**FRAGMENTO DEL DOCUMENTO:**

□ □ □ □ □ □ □

En mi obra, yo quería mostrar sin maniqueísmo algunos aspectos de la inmigración. Procuré no hacer una obra de buenos y malos. Claro que en ella aparecen personajes que sólo pueden pertenecer a uno de los dos bandos. Tal es el caso de los que han dejado el tráfico de drogas para dedicarse al contrabando de carne humana o el de los que, en el terreno laboral, explotan sin escrúpulos a los inmigrantes sin papeles. Es difícil que estos negociantes carroñeros muden sus conductas. Como lo es que la muden quiénes manifiestan su xenofobia con palabras tan estúpidas como las pronunciadas por dos personajes de Juan sin Tierra7, de Juan Goytisolo. Al comentario de uno sobre la suerte que tienen de haber nacido normales cuando habrían podido ser como los moros, el otro responde: «Calla, chato, que se me pone la carne de gallina». El bando de los buenos-buenos es menos numeroso. Muy pocos caben en él. Ni siquiera las victimas. También entre ellas anidan sentimientos xenófobos hacia los naturales de los países de acogida o hacia los inmigrantes procedentes de otros espacios geográficos. Incluso el odio enfrenta a los que, viniendo del mismo lugar, han legalizado su situación y a los que no. Cierto es que, a la hora de repartir responsabilidades, los desheredados tienen más atenuantes que nosotros. Pero la tarea de superar las actuales discriminaciones -raciales, económicas, lingüísticas o religiosas- también les incumbe a ellos. No pueden vivir al margen de los hábitos del país de acogida o mirando siempre hacia otro lado. Su nueva situación les obliga a asumir una identidad igualmente nueva. Se trata, en definitiva y en beneficio de todos, de hacer de la diversidad cultural un pilar de convivencia. Günter Grass recordaba que las mejores épocas de Europa han sido aquellas en las que se ha visto a sí misma como un gran crisol de culturas8. Eso vale también para España.

□ □ □ □ □ □ □

[Registros de una colección]
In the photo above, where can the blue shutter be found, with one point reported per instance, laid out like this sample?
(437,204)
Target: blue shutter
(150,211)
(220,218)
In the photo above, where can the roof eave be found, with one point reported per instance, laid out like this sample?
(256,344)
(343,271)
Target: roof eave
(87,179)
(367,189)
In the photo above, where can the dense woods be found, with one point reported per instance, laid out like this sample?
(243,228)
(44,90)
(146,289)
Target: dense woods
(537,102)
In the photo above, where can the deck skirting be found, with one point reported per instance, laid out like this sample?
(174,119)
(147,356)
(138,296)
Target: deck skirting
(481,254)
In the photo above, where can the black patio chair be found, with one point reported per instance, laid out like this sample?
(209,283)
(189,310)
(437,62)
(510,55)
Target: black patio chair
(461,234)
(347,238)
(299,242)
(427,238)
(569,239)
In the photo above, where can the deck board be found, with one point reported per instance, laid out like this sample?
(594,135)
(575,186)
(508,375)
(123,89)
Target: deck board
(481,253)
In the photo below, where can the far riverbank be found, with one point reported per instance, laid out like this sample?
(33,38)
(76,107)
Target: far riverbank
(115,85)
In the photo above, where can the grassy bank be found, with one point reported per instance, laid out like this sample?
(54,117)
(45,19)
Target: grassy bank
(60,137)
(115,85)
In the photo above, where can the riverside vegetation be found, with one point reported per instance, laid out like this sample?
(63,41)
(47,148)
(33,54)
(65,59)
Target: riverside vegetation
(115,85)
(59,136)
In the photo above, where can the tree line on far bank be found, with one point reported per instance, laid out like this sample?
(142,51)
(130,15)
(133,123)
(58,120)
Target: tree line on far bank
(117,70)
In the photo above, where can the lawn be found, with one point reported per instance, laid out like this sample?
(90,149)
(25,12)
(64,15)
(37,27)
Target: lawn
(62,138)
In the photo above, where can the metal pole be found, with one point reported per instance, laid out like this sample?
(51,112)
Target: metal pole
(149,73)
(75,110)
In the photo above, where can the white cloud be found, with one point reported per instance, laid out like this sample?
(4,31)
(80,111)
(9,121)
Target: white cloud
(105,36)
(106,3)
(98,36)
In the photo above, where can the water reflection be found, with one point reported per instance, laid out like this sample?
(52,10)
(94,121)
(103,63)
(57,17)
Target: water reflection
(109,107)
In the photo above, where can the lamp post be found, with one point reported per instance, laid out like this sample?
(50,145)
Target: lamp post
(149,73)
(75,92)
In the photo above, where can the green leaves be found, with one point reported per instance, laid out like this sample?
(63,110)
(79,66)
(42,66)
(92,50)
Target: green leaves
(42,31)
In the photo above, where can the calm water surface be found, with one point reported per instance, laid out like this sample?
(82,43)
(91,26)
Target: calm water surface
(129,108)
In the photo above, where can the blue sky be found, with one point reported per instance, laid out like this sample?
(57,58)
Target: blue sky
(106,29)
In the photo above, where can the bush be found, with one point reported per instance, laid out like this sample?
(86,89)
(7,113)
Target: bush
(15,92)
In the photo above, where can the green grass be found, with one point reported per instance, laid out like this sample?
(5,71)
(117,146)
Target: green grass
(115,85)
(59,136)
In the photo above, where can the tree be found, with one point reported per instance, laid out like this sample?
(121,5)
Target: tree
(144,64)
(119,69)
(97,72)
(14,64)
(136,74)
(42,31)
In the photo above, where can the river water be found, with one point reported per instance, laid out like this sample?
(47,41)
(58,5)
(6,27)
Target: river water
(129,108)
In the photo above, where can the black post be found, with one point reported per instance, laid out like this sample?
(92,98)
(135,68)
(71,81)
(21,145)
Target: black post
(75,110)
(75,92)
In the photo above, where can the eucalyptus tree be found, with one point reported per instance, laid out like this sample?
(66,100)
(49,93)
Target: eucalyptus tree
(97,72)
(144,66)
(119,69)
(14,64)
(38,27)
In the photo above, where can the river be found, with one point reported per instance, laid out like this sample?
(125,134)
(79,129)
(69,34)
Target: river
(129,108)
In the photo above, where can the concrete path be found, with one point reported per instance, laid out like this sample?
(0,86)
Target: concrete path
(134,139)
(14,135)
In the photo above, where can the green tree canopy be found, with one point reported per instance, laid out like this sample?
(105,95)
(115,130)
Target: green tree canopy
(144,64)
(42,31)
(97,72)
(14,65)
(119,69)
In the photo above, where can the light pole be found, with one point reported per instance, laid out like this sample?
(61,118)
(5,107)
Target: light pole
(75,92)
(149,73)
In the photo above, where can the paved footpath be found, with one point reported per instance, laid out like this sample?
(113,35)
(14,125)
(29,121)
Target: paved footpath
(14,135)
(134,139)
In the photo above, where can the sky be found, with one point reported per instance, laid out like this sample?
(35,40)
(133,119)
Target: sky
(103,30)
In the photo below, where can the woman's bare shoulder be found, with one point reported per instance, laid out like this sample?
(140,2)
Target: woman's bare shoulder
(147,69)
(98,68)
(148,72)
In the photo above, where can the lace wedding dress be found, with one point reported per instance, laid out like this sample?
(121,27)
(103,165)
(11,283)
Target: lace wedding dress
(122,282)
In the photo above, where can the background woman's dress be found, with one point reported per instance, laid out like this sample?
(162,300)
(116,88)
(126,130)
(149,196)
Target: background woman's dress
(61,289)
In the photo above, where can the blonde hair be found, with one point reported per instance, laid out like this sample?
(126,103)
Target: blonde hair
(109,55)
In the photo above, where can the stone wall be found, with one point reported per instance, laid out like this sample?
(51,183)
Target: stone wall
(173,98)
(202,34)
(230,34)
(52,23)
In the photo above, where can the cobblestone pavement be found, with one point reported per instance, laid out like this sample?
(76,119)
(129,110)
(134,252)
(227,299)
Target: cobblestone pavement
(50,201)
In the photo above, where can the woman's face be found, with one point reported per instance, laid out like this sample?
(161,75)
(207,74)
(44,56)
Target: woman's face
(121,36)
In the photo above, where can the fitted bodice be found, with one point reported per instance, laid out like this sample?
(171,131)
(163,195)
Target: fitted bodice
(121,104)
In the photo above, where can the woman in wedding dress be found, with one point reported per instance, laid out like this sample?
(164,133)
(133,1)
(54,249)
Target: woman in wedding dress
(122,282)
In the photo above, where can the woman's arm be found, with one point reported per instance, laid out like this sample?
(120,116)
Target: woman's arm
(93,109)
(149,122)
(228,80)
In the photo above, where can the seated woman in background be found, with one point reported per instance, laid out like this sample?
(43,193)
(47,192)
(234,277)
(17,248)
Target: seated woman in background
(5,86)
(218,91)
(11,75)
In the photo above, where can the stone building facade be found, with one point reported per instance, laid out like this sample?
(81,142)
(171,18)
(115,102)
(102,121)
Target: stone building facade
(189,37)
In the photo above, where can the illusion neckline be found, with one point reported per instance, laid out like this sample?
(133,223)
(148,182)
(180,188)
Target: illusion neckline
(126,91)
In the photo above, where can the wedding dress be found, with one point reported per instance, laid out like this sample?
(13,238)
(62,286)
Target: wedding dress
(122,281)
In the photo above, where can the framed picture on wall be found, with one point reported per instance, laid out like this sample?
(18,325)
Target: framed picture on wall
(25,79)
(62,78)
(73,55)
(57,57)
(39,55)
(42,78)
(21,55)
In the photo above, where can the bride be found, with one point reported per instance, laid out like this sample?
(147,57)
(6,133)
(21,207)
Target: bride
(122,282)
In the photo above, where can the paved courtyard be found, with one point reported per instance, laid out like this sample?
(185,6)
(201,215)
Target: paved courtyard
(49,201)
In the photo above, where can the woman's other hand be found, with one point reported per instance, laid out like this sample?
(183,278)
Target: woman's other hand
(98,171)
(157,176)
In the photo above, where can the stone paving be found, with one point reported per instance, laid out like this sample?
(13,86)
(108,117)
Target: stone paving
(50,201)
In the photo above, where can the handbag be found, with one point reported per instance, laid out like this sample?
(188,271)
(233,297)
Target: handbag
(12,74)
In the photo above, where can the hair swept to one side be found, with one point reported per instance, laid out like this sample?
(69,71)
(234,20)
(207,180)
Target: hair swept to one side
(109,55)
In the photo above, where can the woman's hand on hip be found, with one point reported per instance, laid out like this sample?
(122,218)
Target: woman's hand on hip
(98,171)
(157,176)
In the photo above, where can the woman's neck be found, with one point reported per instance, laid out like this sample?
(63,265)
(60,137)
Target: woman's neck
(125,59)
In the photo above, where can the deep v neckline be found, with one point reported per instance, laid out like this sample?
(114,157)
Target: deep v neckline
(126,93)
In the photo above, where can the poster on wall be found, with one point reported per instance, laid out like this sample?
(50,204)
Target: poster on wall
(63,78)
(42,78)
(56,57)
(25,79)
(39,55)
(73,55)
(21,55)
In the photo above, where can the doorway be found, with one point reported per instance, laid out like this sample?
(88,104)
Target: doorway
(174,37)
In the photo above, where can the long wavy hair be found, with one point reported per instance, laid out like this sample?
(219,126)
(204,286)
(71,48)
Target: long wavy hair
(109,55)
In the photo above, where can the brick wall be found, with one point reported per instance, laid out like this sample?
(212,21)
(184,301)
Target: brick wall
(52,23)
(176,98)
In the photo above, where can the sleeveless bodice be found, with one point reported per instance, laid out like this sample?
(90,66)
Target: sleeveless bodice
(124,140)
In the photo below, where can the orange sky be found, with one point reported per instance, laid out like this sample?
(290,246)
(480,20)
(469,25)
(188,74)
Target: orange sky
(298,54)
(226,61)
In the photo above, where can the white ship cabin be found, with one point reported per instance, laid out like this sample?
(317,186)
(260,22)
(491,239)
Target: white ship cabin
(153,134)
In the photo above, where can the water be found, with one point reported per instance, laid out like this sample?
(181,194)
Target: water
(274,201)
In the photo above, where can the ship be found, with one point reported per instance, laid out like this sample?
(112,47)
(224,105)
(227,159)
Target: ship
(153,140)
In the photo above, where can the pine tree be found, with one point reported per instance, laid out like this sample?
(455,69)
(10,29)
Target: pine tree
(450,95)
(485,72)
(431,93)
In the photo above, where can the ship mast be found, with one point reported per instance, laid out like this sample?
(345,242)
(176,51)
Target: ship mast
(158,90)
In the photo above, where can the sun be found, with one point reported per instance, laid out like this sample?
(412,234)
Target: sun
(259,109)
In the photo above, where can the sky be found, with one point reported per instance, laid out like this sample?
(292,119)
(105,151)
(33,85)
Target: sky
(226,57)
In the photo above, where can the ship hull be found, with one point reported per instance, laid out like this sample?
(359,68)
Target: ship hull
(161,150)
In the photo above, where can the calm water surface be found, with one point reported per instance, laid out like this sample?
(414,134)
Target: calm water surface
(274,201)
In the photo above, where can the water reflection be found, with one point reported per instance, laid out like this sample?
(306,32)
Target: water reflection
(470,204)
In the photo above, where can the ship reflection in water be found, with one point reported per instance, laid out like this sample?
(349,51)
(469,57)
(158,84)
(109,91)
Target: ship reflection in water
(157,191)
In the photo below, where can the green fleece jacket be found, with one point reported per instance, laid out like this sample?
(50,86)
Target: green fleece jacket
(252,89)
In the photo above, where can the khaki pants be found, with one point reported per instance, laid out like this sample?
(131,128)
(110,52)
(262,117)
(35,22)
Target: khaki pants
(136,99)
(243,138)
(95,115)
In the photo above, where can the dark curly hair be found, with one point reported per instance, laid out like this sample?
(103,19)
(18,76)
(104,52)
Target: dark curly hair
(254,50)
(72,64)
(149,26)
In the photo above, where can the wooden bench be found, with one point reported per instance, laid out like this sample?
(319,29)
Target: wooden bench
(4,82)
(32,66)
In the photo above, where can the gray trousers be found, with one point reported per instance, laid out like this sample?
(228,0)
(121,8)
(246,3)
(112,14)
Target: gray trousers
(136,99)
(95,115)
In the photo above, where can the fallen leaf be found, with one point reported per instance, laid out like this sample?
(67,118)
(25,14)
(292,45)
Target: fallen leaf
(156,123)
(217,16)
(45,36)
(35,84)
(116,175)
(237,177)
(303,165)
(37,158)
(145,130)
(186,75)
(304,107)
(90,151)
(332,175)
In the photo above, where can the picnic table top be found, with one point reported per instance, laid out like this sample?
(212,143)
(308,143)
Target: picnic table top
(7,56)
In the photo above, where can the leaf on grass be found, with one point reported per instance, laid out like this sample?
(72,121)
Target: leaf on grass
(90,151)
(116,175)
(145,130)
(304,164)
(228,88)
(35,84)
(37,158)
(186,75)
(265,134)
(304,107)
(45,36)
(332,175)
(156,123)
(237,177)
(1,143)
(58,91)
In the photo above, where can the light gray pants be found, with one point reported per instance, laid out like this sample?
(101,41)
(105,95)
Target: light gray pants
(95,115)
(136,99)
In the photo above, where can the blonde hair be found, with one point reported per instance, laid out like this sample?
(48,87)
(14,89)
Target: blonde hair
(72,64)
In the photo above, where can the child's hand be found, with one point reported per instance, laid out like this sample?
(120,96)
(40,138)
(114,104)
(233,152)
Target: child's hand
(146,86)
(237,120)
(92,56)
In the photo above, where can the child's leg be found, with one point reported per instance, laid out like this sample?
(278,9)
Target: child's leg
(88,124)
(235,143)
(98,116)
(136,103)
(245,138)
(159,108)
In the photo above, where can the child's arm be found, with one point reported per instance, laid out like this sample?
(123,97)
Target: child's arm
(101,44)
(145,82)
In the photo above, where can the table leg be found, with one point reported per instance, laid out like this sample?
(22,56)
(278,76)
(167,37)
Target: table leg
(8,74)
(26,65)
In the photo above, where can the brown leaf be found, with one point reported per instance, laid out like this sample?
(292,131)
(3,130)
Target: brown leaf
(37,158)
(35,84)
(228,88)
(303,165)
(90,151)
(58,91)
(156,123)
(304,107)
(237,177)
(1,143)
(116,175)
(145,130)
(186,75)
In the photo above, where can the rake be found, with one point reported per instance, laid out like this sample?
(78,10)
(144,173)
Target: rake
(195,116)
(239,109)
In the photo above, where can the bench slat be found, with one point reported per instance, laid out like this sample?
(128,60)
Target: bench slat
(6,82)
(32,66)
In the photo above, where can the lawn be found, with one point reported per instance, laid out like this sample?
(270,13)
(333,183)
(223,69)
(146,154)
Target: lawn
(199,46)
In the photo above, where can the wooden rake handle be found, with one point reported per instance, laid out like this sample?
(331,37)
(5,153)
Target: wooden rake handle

□ □ □ □ □ □ □

**ENUNCIADO:** Retoma el texto sobre la inmigración y la diversidad cultural a partir de su última oración.

**RESPUESTA:**
Hoy por hoy, es una meta que adivinamos lejana. Y lo está. Por eso, mi obra no tiene un final feliz. Larbi, el protagonista, había sido recibido, al llegar a las costas españolas, por una prostituta llamada Juana, la Loca. Ella le regaló su cuerpo sin pedir nada a cambio y, además, le llamó nada menos que rey moro. Años después, en Barcelona, la reencuentra convertida en un guiñapo, loca de verdad y sin memoria. La acompaña un niño medio moro que, por la edad, podría ser hijo de ambos. «Si te estorba, tíralo por la ventana», le dice ella. Él la hace caso. Juana se responsabiliza del crimen ante la policía y cuando la preguntan que por qué lo hizo, responde: «El padre es moro y los moros no me gustan».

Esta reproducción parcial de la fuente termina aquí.